▶ [Information provided]:
▬▬▬▬▬▬▬▬▬▬
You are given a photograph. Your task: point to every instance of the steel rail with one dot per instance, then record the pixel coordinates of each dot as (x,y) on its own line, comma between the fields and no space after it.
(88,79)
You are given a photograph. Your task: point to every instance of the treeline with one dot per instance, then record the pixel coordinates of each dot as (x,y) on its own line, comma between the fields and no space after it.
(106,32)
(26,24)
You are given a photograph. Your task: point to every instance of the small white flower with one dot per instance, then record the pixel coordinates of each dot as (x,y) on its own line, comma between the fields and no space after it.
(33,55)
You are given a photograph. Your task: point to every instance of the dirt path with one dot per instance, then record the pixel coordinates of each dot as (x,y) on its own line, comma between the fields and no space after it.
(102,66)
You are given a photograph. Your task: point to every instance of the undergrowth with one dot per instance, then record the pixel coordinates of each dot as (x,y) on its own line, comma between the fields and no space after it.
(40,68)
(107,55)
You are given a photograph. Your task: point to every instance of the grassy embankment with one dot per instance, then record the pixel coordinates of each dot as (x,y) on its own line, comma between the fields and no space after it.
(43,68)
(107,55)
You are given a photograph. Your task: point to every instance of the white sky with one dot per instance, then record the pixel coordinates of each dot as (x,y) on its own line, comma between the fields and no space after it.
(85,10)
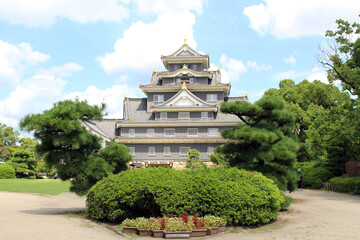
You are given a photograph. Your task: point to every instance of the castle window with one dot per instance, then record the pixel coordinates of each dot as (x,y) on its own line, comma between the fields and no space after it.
(169,132)
(150,132)
(132,151)
(213,131)
(132,132)
(184,150)
(184,115)
(211,97)
(192,131)
(210,150)
(151,151)
(158,98)
(204,115)
(167,151)
(163,115)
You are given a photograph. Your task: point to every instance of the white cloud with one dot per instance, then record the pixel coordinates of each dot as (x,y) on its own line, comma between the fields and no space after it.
(257,67)
(15,59)
(290,60)
(317,74)
(232,68)
(62,71)
(291,19)
(45,13)
(112,97)
(34,95)
(142,43)
(163,6)
(289,75)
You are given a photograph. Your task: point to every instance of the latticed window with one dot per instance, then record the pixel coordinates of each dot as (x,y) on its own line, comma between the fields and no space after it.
(184,115)
(210,150)
(150,132)
(192,131)
(167,151)
(169,132)
(211,97)
(131,132)
(158,98)
(151,151)
(132,151)
(213,131)
(163,115)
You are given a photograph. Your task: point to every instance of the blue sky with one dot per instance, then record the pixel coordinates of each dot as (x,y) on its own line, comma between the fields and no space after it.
(99,50)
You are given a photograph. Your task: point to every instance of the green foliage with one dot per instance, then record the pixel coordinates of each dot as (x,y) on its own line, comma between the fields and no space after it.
(346,185)
(70,148)
(238,196)
(265,141)
(6,171)
(286,204)
(219,160)
(343,62)
(24,163)
(193,161)
(315,177)
(8,138)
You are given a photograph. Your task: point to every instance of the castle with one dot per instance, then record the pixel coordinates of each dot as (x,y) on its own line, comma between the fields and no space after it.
(181,111)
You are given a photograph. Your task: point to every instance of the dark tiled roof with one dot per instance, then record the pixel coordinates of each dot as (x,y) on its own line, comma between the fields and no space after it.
(105,128)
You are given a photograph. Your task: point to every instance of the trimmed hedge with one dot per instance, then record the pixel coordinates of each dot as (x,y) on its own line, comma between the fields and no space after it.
(6,171)
(346,185)
(238,196)
(315,177)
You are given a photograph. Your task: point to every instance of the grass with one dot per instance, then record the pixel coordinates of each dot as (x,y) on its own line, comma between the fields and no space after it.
(50,187)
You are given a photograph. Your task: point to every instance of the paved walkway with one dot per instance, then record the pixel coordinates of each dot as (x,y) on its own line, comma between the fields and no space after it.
(313,215)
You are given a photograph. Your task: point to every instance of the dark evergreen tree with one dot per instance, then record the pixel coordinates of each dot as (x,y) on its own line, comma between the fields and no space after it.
(264,141)
(70,148)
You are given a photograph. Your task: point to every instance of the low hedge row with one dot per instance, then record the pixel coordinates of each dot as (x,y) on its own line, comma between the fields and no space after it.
(238,196)
(346,185)
(6,171)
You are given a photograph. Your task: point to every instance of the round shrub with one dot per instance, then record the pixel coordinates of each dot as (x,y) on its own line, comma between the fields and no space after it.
(315,177)
(6,171)
(238,196)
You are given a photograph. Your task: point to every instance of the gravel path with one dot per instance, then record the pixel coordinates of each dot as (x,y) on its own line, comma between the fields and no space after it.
(313,215)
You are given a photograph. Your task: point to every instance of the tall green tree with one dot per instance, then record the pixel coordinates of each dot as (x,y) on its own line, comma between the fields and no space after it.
(343,58)
(68,146)
(308,101)
(264,141)
(8,139)
(24,163)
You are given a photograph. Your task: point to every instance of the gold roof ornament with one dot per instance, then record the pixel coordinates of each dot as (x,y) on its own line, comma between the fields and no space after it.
(184,86)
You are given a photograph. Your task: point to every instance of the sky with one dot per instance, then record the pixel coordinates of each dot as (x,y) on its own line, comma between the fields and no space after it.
(101,50)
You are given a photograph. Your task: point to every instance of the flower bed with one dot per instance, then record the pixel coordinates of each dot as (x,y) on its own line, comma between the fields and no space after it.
(184,226)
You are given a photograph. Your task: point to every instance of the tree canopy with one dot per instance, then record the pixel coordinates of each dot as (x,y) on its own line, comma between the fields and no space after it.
(264,141)
(70,148)
(343,58)
(8,139)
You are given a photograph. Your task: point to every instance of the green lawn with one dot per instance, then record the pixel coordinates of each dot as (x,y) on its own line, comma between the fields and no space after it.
(51,187)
▬▬▬▬▬▬▬▬▬▬
▶ [Task]: Write out the whole of the data exactly; the pictures stay out.

▶ [Response to the task]:
You are given a photograph. Your task: point to every instance of the steel rail with one dot per instance, then record the pixel coordinates of each dot as (x,y) on its own line, comma between the fields and no space after it.
(88,79)
You are given a photograph. Your task: point to every instance of the treeline with one dot per instance, then record the pixel coordinates of each dot as (x,y) on its own line, comma between the fields and no space after it.
(106,32)
(26,24)
You are given a photograph. Your task: point to every instance of the small white flower with one dot per instance, then record the pixel coordinates of each dot as (x,y) on its own line, comma between the fields and no space after it.
(33,55)
You are given a photograph. Your task: point to every instance of the dirt path with one dot per instance, then record the pixel coordinates of each dot as (x,y) on its own line, comma between the fields and no space after it.
(102,66)
You are given a photograph. Your task: point to every instance of the undergrowth with one dot per instance, then record the pixel coordinates of each dot as (x,y) on its own line, comma between the fields and no space after it.
(40,68)
(107,55)
You are given a photograph. Your task: point to every instance of the grassy embankment with one dot per instance, then record the pixel coordinates of each dot as (x,y) on its own line, comma between the fields and no space after it.
(43,68)
(107,55)
You are given a photograph. Your task: point to every instance of the white sky with one dot per instance, then record the pixel coordinates of each dot as (x,y) on its own line, comma between the fields and no space after it.
(85,10)
You are given a photograph. Your task: point to every instance of the castle window with one dot per instance, then record the pixel coordinates of each dot as (x,y) on its own line, comma between the fields and no space after it.
(169,132)
(150,132)
(132,151)
(213,131)
(132,132)
(184,150)
(184,115)
(211,97)
(192,131)
(210,150)
(151,151)
(158,98)
(204,115)
(167,151)
(163,115)
You are given a photograph. Your task: point to every instance of the white cloud with one dot per instance, then record the pixel coordinates of each dot as (x,y) on its own line, comma between the fields and no space after it.
(257,67)
(15,59)
(290,60)
(317,74)
(232,68)
(62,71)
(291,19)
(45,13)
(112,97)
(34,95)
(142,43)
(163,6)
(289,75)
You are given a photograph. Your task: point to every instance of the latticed window with one dot per instance, then record the pixel coordinates of each dot as (x,y) on its own line, comma between the fields and no space after it.
(184,115)
(210,150)
(150,132)
(192,131)
(167,151)
(169,132)
(211,97)
(131,132)
(158,98)
(151,151)
(132,151)
(213,131)
(163,115)
You are given a photograph. Your task: point to every instance of the blue sky with one dot per instance, then record the pixel coordinates of each dot as (x,y) on its own line, comma between the fields and no space after it.
(99,50)
You are given a photograph. Your task: point to every instance of the green foliage with one dot per instance, then record the pixel coordinates of each dot as (x,y) on its own line, comma between the fields and no space after it.
(346,185)
(70,148)
(238,196)
(265,141)
(6,171)
(286,204)
(219,160)
(343,62)
(24,163)
(193,161)
(315,177)
(8,138)
You are given a photograph. Your task: point to every instance of the castle with one dot per instance, then record the pixel coordinates of each dot as (x,y) on its own line, comma between the fields and no space after it.
(181,111)
You are given a photograph. Your task: point to every instance of the dark tiled roof with one dot per instance, then record the pixel coordinates of each dot as (x,y) on its own line, comma between the fields and no space after it.
(105,128)
You are given a photograph. Your task: point to every instance of the trimmed hedge with one dot per instance, then record the pixel coordinates of each dot as (x,y) on its own line, comma between the fields and no space after it.
(6,171)
(346,185)
(238,196)
(315,177)
You are given a photograph. Your task: point to every instance of the grass with one dot per instance, then record the pixel coordinates of each dot as (x,y) on its own line, comma between the fields and no space after it.
(50,187)
You are given a photograph. Your task: point to every instance of the paved walkway with one dot per instance, then record the pixel coordinates of each dot as (x,y) on its own line, comma between the fields and no space after it.
(313,215)
You are given a photograph. Your task: point to every instance of the dark evergreen tree with one dot per instance, then record the pixel coordinates of each dot as (x,y) on its own line, comma between the fields and no space after it.
(264,141)
(70,148)
You are given a photograph. Your task: point to every instance of the low hedge row with one dot per instance, then record the pixel coordinates of each dot as (x,y) on its own line, comma between the fields and no space after it.
(238,196)
(346,185)
(6,171)
You are given a photograph. Your task: point to every instance of the round shrub with one dot per instance, then record the pixel coordinates of each dot as (x,y) on its own line, comma between the fields and no space after it.
(315,177)
(6,171)
(238,196)
You are given a photograph. Your task: point to every instance of the gravel path with one dot per instance, then record the pixel coordinates of each dot as (x,y) on its own line, comma between the fields and no space after it.
(313,215)
You are given a photograph. Your task: point to every instance of the tall green tree with one dot per instance, then record the pixel coordinates of each dot as (x,y) on its own line, comma between the fields and no space after it.
(343,58)
(68,146)
(308,101)
(264,141)
(8,139)
(24,163)
You are given a photograph. Your task: point to every instance of the gold roof ornament with one dot per instance, then record the pixel coordinates of each dot as (x,y) on its own line, comma between the fields and no space after it.
(184,86)
You are given a photograph. Your task: point to every instance of the sky with one dot per instance, then record the pixel coordinates of each dot as (x,y) on its own line, comma between the fields and no space after it.
(101,50)
You are given a photograph. Your task: point to every instance of the flower bed with one dot per instance, then record the pixel coordinates of each dot as (x,y) on its own line, comma between the fields and no space after it.
(184,226)
You are given a photograph. Your task: point to every instance of the tree canopy with one dot per instance, then record the pixel coordinates of each dot as (x,y) on its own line, comma between the fields and no space after it.
(264,141)
(70,148)
(343,58)
(8,139)
You are given a photograph. Your task: point to every instance of the green lawn with one dot per instance, then record the pixel coordinates of each dot as (x,y) on its own line, comma between the fields and no space after it.
(51,187)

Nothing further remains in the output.